▶ [Goal of the exercise]
Rewrite the records below, replacing "Action to ground" with "Target to locate" wherever it occurs and leaving everything else unchanged. Omit the pictures from your answer.

▶ [Record list]
══════════

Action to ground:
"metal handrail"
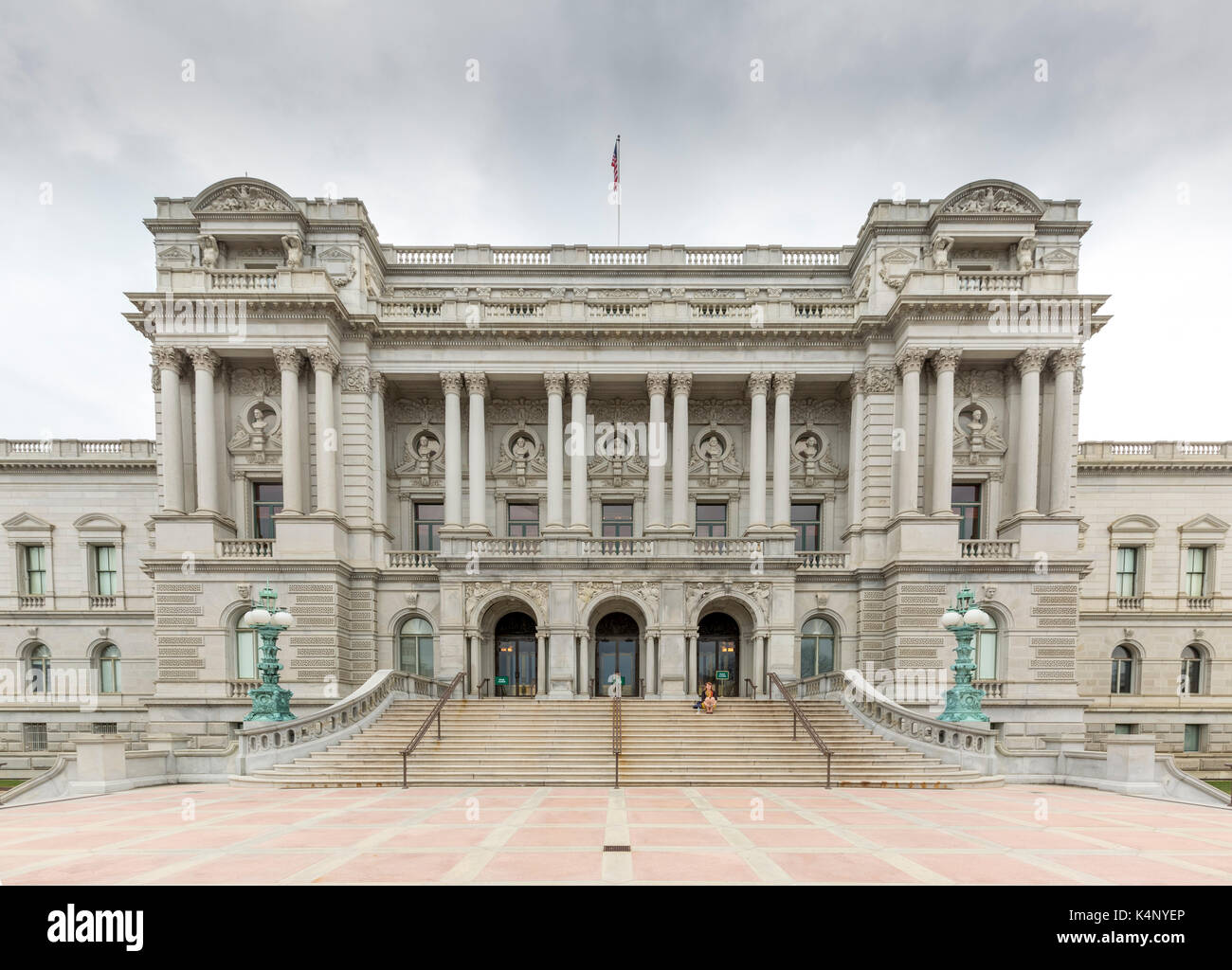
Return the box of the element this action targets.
[612,685,625,788]
[402,671,465,788]
[770,673,834,788]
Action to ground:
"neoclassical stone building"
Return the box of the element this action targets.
[0,177,1232,774]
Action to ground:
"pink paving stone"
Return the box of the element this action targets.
[0,852,172,885]
[378,822,505,850]
[268,825,386,848]
[312,852,465,883]
[475,848,604,883]
[846,826,972,850]
[632,848,761,883]
[526,806,607,825]
[628,825,730,848]
[739,825,854,848]
[505,826,604,848]
[911,852,1078,887]
[1054,854,1232,885]
[770,852,920,884]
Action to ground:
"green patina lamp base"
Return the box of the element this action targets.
[244,685,296,722]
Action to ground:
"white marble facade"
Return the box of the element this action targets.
[0,178,1232,767]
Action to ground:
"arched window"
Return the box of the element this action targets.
[800,617,834,678]
[29,644,52,694]
[99,644,119,694]
[235,613,256,681]
[398,617,432,677]
[976,613,997,681]
[1180,644,1203,694]
[1113,644,1133,694]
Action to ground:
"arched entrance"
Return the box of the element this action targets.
[698,613,740,697]
[492,613,538,697]
[595,613,640,697]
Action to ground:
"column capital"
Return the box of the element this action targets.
[1050,347,1081,374]
[185,347,223,374]
[151,347,184,374]
[570,371,590,394]
[645,370,672,398]
[895,347,928,375]
[933,347,962,374]
[1014,347,1048,375]
[464,370,488,398]
[307,347,339,374]
[274,347,304,374]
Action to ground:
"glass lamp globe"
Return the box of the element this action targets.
[962,607,992,626]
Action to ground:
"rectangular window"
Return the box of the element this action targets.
[21,724,46,751]
[509,502,538,539]
[94,546,116,596]
[791,502,822,552]
[1116,546,1138,596]
[253,481,282,539]
[414,502,444,552]
[950,482,983,539]
[1186,546,1206,597]
[25,546,46,596]
[601,502,633,539]
[698,502,727,539]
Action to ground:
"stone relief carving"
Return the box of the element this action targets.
[201,184,292,212]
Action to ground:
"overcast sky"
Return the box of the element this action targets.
[0,0,1232,440]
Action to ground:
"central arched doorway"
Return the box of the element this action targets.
[698,613,740,697]
[595,613,640,697]
[492,613,538,697]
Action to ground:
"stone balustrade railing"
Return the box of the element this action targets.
[235,670,443,774]
[386,549,436,571]
[958,539,1018,559]
[214,539,274,559]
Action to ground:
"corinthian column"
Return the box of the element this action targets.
[749,373,770,530]
[570,374,590,531]
[1048,347,1081,515]
[151,347,185,512]
[773,371,796,528]
[672,370,693,530]
[543,370,564,527]
[645,373,668,528]
[189,347,222,512]
[929,347,962,515]
[465,373,488,530]
[308,347,339,514]
[1014,347,1048,514]
[895,347,928,514]
[274,347,307,513]
[441,370,462,528]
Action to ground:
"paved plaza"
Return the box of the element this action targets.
[0,784,1232,885]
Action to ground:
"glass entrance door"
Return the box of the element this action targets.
[493,613,538,697]
[698,613,740,697]
[595,613,640,697]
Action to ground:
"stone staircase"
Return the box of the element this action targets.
[231,698,1002,788]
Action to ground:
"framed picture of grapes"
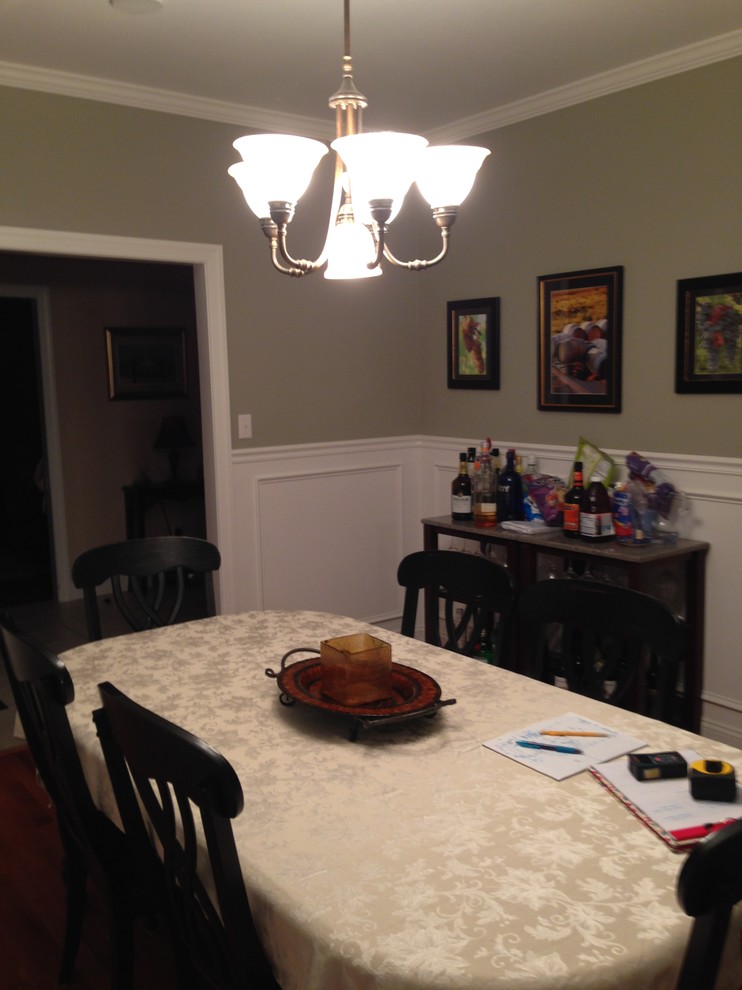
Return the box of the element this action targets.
[538,267,623,413]
[446,297,500,389]
[675,272,742,393]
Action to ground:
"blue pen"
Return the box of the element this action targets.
[515,739,582,753]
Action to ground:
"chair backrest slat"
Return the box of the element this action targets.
[72,536,221,640]
[397,550,515,663]
[0,619,135,988]
[676,819,742,990]
[94,683,278,990]
[518,578,686,722]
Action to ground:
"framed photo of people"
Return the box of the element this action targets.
[538,267,623,413]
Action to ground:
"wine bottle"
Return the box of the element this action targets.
[497,447,523,523]
[474,454,497,526]
[562,461,585,539]
[451,453,473,522]
[580,474,613,543]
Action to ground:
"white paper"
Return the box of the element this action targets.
[597,749,742,832]
[483,712,646,780]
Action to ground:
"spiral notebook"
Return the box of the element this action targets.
[589,749,742,852]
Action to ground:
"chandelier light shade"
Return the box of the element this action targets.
[228,0,490,279]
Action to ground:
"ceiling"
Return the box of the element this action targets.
[0,0,742,140]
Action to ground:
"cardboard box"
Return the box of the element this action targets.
[319,633,392,705]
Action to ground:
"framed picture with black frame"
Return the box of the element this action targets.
[446,296,500,389]
[106,327,187,399]
[675,272,742,394]
[538,267,623,413]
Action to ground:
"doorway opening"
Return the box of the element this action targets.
[0,296,54,607]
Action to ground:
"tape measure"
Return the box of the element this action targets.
[688,760,737,801]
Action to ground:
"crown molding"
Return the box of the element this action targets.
[0,29,742,143]
[0,61,334,141]
[427,30,742,144]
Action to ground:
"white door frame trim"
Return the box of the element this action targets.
[0,227,235,612]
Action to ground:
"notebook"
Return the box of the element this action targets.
[590,749,742,852]
[482,712,646,780]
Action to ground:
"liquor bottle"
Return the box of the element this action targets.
[474,454,497,526]
[497,447,523,523]
[580,474,613,543]
[562,461,585,539]
[490,447,500,501]
[451,454,473,522]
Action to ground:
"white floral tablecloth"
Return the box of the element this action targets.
[63,611,742,990]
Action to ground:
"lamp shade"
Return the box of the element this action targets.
[227,134,327,220]
[416,144,490,209]
[331,131,428,225]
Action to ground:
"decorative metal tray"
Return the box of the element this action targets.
[265,647,456,739]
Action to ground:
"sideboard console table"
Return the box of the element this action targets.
[422,516,709,732]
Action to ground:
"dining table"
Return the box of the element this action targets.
[62,610,742,990]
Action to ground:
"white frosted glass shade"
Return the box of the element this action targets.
[331,131,428,224]
[325,220,381,279]
[416,144,490,209]
[227,134,327,220]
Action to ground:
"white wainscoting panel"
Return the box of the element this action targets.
[230,436,742,748]
[234,438,419,622]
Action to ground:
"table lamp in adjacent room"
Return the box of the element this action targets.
[153,416,196,481]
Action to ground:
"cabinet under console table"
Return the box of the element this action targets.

══════════

▶ [Finished exercise]
Target to locate:
"metal handrail"
Return the box of the element this action targets.
[612,685,625,788]
[402,671,465,788]
[770,673,834,788]
Target to locate:
"neoclassical stone building"
Return the box of the element this action targets.
[0,177,1232,774]
Target to locate:
"pink paving stone"
Return the box of the element this action targets.
[0,852,172,885]
[378,822,505,850]
[268,825,386,848]
[312,852,465,883]
[475,848,604,883]
[846,826,972,850]
[632,848,761,883]
[526,806,607,825]
[628,825,730,848]
[739,825,854,848]
[505,826,604,848]
[911,852,1078,887]
[1054,854,1232,885]
[770,852,920,884]
Target to locate:
"green patina lamp base"
Return the box of the element this action targets.
[244,685,296,722]
Target to locate:
"white marble facade"
Return the box of the element this action targets.
[0,178,1232,767]
Target to locate:
"arched window"
Return the box of the element this action targets.
[800,617,834,678]
[29,644,52,694]
[99,644,119,694]
[235,613,256,681]
[398,617,432,677]
[976,613,997,681]
[1180,644,1203,694]
[1113,644,1133,694]
Target to locate:
"arched entrance"
Return the box of the element this action targets.
[698,613,740,697]
[492,613,538,697]
[595,613,640,697]
Target to locate:
"column capital"
Return the box of the element this action targets.
[1050,347,1081,374]
[185,347,223,374]
[151,347,184,374]
[570,371,590,394]
[645,370,672,398]
[895,347,928,375]
[933,347,962,374]
[1014,347,1048,375]
[464,370,488,398]
[307,347,339,374]
[274,347,304,374]
Target to locate:
"glass lamp globe"
Return the box of the element this action targets.
[962,607,992,626]
Target to locate:
"rectangular window"
Return the box of the element this action targets.
[21,724,46,751]
[509,502,538,539]
[94,546,116,596]
[791,502,822,552]
[1116,546,1138,596]
[253,481,282,539]
[414,502,444,552]
[950,482,983,539]
[1186,546,1206,597]
[25,546,46,596]
[601,502,633,539]
[698,502,727,539]
Target to locate:
"stone relief carving"
Return the box of the element this action targets.
[201,184,292,212]
Target to locate:
"overcast sky"
Return the box of the element this action targets.
[0,0,1232,440]
Target to locate:
"central arched doorway"
Return the box of the element this action targets.
[698,613,740,697]
[595,613,640,697]
[492,613,538,697]
Target to locate:
"stone balustrade railing"
Return the box of the element this action targets.
[235,670,443,774]
[386,549,436,571]
[958,539,1018,559]
[214,539,274,559]
Target to locate:
"corinthian column"
Return the box of the element this action targets.
[749,373,770,530]
[570,374,590,531]
[1048,347,1081,515]
[151,347,185,512]
[773,371,796,528]
[672,370,693,530]
[543,370,564,527]
[645,373,668,528]
[189,347,222,512]
[929,347,962,515]
[465,373,488,530]
[308,347,339,514]
[1014,347,1048,514]
[895,347,928,514]
[274,347,307,513]
[441,370,462,528]
Target to locate:
"paved plaza"
Return the box of the element this action targets.
[0,784,1232,885]
Target to locate:
"glass entrance door"
Return the box of the element this action targets.
[493,613,538,697]
[698,613,740,697]
[595,613,640,697]
Target to locate:
"stone staircase"
Return the box of the element this action targets.
[231,698,1002,788]
Target to locate:
"framed picture of grapes"
Return the box of the element this action targets.
[538,267,623,413]
[446,297,500,389]
[675,272,742,393]
Target to locate:
"blue pen"
Return the box of the element this action targets.
[515,739,582,753]
Target to locate:
"chair backrest slat"
Return the box of the element this action targets.
[72,536,221,640]
[397,550,515,663]
[0,619,135,988]
[676,819,742,990]
[94,683,278,990]
[518,578,686,722]
Target to locate:
"framed photo of people"
Return the box of the element this action targets.
[538,267,623,413]
Target to locate:
"wine bottle"
Return the box of the element this action targets.
[497,447,523,523]
[474,454,497,526]
[562,461,585,539]
[451,453,473,522]
[580,474,613,543]
Target to locate:
"white paper"
Return the box of the element this action targets.
[597,749,742,832]
[483,712,646,780]
Target to locate:
"spiral notebook"
Return the box of the element this action targets.
[589,749,742,852]
Target to locate:
"chandelier light shade"
Return the box of the element this action targets.
[228,0,490,279]
Target to locate:
"ceiling"
Return the box of the element this action targets.
[0,0,742,140]
Target to locate:
"cardboard box"
Return the box of the element this action targets.
[319,633,392,705]
Target to locate:
"framed picture with black frame"
Return the box of the element this action targets.
[446,296,500,389]
[106,327,187,399]
[675,272,742,394]
[538,267,623,413]
Target to locate:
"doorway opening"
Return the box of the element this action targets.
[0,296,54,607]
Target to locate:
"tape measure"
Return the box of the element this action targets.
[688,760,737,801]
Target to locate:
"crown molding"
Return the box of the element this action targets.
[0,29,742,143]
[0,61,334,141]
[427,30,742,144]
Target to locate:
"white door frame trim"
Return the box of the element this action targets.
[0,227,235,612]
Target to locate:
"notebook"
Return the box of the element this action targets.
[590,749,742,852]
[482,712,646,780]
Target to locate:
"liquor bottle"
Return the box of the element this action targets.
[474,454,497,526]
[497,447,523,523]
[580,474,613,543]
[562,461,585,539]
[490,447,500,501]
[451,454,473,522]
Target to locate:
"white floral tablecloth"
Return the box of the element this action targets.
[63,611,742,990]
Target to locate:
"lamp shade"
Return the box of the element this action targets.
[227,134,327,220]
[416,144,490,209]
[331,131,428,225]
Target to locate:
"decorative metal tray"
Return the box of the element this action targets.
[265,647,456,739]
Target to locate:
"sideboard console table"
Return the box of the element this action targets.
[422,516,709,732]
Target to locate:
"dining table"
Return the box of the element this action targets.
[62,610,742,990]
Target to locate:
"white frosted glass shade"
Return the box of the element this action targets.
[331,131,428,224]
[325,220,381,279]
[416,144,490,209]
[227,134,327,220]
Target to locate:
"white wainscoting panel"
Return the box of the element this action targets.
[230,436,742,748]
[234,438,419,622]
Target to locate:
"table lamp in adjacent room"
Return the box of the element this action targets.
[153,416,196,481]
Target to locate:
"cabinet under console table"
Return the box of the element this action targets.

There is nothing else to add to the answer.